• Document section:
--- Start ---
It is envisioned that embodiments of the system may employ strategically placed high pressure injection components to enhance mechanical movement of fluid and debris out of below grade sumps toward a discharge location for disposal. Advantageously, embodiments of the solution may be expandable to fine tune proper flow rates so as to not remove excessive fluid volume but rather, only the required volume to achieve debris removal based on density.

Embodiments of the system may be configured such that they are not easily damaged by abrupt clogging from debris. Further, embodiments of the system may employ hydraulic fluid accelerator devices that are placed in series to encourage proper flow through a long hose that runs on either vacuum pressure intake or discharge that can be adjusted to control flow. Moreover, some embodiments may employ a Venturi effect like configuration by using a smaller diameter inlet (normally) hosing on vacuum or negative pressure side to higher diameter hosing to accelerate a flow rate on suction while lowering the flow rate on discharge to allow for concentration of accumulation for disposal processing.

Embodiments of the system may be modular to allow for customization in the field and case of assembly, such as insertion or removal of accelerator devices. That is, embodiments of a system according to the solution may allow for the placement of hydro-booster components.

FIG. 5A is a system diagram illustrating the components, connectivity and operation of an exemplary embodiment of the gas and debris removal system. As can be understood from the illustration of FIG. 5A, the exemplary system for gas and debris removal from cooling towers entails a vacuum (not shown) that removes debris laden water from a cooling tower, such as at its chilled water basin (not shown in FIG. 5A) using an instrument such as a wand or pole 502 that may be attached to a limited access hydro-power cleaning tools such as that described in FIG. 3A. The “dirty” water enters the system as depicted in the FIG. 5A illustration at the bottom right of the illustration labeled using the wand or pole and cleaning tools 502. Hydro-booster components 504 provide additional motive force to encourage the flow into a mechanical pump vessel 506 at inlet 514. Advantageously, entrained gases rise in mechanical pump vessel 506 and collect in an air evacuation tank 508. The collected gases may be exhausted out the top of the air evacuation tank 508 through a check valve 510 or other valve mechanism. Makeup water is introduced into the air evacuation tank 508 to replace the volume attributable to the exhausted collected gases. Sight glasses mounted to the air evacuation tank 508 and mechanical pump vessel 506 may provide user feedback as to the fluid/gas levels in each, as would be understood by one of ordinary skill in the art of sight glass technology.

As shown in the exemplary embodiment illustrated in FIG. 5A, hydro-booster components 504 may be employed at both the inlet and outlet of the mechanical pump vessel 506 to overcome longer runs or heavy debris laden removal water, thereby enhancing flow performance throughout the complete system. A more detailed description of the various embodiments of the novel hydro-booster components is outlined below.
--- End ---
• Extracted records:
--- Start ---
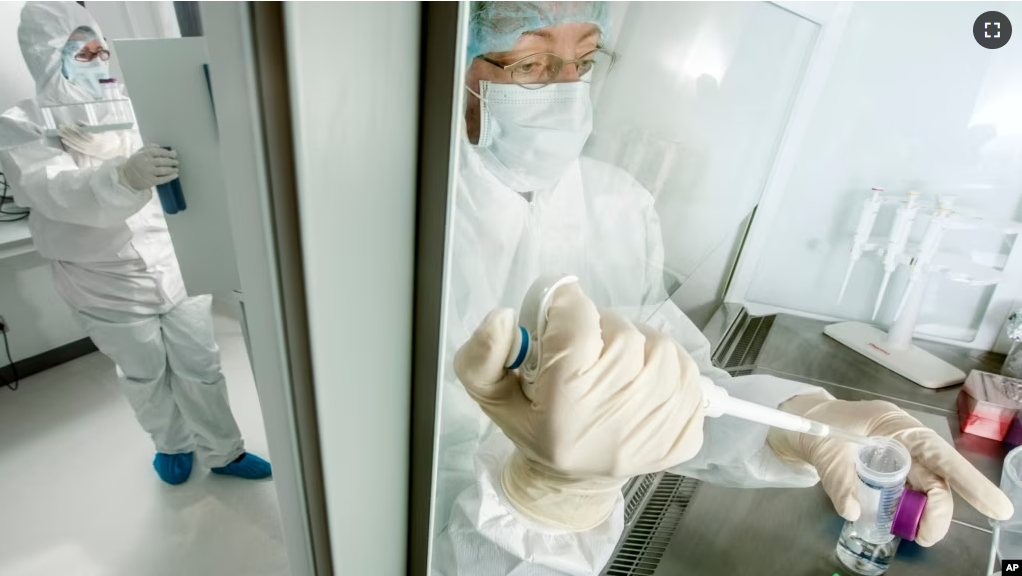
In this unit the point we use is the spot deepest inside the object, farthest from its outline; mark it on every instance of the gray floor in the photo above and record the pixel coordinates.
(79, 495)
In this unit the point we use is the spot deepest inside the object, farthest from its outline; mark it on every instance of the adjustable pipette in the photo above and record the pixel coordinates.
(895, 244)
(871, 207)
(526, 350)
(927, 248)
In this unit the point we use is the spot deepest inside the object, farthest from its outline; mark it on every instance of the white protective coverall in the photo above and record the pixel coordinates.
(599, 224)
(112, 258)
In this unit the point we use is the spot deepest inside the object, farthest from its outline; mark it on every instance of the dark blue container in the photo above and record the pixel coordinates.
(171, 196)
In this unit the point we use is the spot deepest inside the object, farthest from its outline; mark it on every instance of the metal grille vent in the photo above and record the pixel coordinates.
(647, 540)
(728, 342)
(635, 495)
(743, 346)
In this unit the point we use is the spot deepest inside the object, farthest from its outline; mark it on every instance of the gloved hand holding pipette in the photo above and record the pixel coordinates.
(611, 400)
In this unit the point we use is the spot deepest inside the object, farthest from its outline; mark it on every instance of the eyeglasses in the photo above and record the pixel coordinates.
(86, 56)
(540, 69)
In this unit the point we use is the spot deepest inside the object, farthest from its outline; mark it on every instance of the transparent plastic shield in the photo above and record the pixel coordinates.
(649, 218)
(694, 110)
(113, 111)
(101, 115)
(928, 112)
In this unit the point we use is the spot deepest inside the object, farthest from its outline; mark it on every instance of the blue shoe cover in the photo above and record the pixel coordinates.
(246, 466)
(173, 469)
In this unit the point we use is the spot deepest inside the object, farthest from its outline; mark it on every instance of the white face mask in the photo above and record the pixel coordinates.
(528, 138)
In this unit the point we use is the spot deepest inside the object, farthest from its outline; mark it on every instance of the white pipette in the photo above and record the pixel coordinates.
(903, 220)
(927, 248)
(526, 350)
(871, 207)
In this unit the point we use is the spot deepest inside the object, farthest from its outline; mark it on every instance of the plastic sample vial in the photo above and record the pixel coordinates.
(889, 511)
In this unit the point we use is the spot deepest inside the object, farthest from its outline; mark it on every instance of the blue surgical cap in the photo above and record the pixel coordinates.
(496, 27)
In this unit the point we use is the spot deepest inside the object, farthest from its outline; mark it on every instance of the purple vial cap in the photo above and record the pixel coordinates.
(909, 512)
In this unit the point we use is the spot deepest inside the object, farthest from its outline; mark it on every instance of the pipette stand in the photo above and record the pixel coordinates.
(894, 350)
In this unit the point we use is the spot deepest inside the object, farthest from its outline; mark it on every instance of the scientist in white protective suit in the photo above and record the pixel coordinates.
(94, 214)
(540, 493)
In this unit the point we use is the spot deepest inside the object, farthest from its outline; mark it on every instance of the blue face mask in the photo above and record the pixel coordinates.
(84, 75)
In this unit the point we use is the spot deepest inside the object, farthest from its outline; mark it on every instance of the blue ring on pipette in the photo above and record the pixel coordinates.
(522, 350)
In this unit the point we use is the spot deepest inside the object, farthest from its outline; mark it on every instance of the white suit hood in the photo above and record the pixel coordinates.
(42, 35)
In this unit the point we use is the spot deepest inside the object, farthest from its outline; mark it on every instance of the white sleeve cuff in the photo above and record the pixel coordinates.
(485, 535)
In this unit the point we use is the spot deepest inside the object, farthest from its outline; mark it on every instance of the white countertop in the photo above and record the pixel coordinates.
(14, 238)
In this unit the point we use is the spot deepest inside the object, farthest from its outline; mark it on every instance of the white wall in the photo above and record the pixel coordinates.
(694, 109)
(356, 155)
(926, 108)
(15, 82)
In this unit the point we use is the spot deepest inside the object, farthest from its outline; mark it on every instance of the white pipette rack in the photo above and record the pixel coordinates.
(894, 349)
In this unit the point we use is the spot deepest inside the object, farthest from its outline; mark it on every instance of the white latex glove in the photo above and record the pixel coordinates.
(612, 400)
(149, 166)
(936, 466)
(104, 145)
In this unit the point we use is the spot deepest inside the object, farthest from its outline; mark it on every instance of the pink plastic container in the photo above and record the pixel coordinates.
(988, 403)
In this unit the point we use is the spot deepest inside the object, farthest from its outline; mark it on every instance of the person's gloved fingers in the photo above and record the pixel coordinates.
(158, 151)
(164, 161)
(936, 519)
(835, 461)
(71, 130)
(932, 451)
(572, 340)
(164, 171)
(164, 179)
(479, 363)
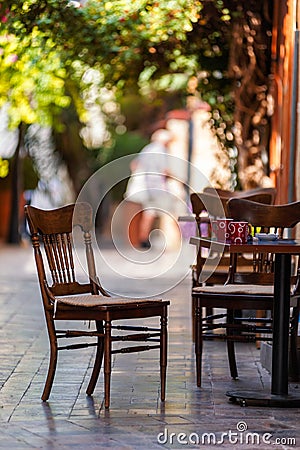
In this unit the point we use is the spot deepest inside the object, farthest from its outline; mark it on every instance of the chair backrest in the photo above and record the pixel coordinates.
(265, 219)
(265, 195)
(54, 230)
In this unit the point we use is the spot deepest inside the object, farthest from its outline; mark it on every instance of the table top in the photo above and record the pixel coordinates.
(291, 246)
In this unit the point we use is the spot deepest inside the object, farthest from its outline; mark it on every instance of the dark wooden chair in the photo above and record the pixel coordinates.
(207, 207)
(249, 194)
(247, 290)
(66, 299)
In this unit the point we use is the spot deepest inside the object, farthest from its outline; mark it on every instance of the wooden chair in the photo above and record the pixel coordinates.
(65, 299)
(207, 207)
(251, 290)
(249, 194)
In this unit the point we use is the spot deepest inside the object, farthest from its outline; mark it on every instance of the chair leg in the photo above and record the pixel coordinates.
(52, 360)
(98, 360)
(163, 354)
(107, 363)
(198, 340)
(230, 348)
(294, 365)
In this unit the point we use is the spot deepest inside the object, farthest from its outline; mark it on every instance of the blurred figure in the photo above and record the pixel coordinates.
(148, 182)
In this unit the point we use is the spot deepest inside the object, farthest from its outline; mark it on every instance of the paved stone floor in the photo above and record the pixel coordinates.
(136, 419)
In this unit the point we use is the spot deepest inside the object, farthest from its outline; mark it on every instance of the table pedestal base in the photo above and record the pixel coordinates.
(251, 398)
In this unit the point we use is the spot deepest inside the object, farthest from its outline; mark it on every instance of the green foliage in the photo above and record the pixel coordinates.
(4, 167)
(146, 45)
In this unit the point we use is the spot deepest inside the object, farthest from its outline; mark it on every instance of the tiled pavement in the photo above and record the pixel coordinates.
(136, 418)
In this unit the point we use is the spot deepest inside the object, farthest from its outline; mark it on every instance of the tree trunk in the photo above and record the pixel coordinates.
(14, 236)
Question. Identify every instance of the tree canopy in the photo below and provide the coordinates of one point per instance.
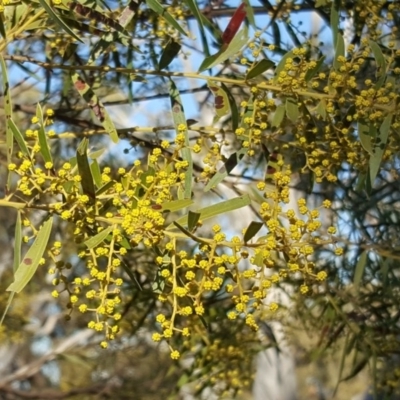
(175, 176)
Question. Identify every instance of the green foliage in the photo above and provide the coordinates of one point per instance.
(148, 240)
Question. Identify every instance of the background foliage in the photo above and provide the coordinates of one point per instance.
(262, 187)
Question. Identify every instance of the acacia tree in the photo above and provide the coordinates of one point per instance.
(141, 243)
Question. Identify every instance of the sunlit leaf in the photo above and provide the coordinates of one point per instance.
--- End ---
• Requirements:
1) Answer these questions using the debris removal system text:
(a) How are the hydraulic fluid accelerator devices placed?
(b) What is added to the air evacuation tank to replace the volume of the exhausted gases?
(c) In FIG. 5A, where on the mechanical pump vessel 506 may hydro-booster components be used?
2) Reproduce the debris removal system text word for word. Begin at the words "It is envisioned" and stop after "based on density.".

• Solutions to the tasks:
1)
(a) In series.
(b) Makeup water.
(c) At both its inlet and its outlet.

2)
It is envisioned that embodiments of the system may employ strategically placed high pressure injection components to enhance mechanical movement of fluid and debris out of below grade sumps toward a discharge location for disposal. Advantageously, embodiments of the solution may be expandable to fine tune proper flow rates so as to not remove excessive fluid volume but rather, only the required volume to achieve debris removal based on density.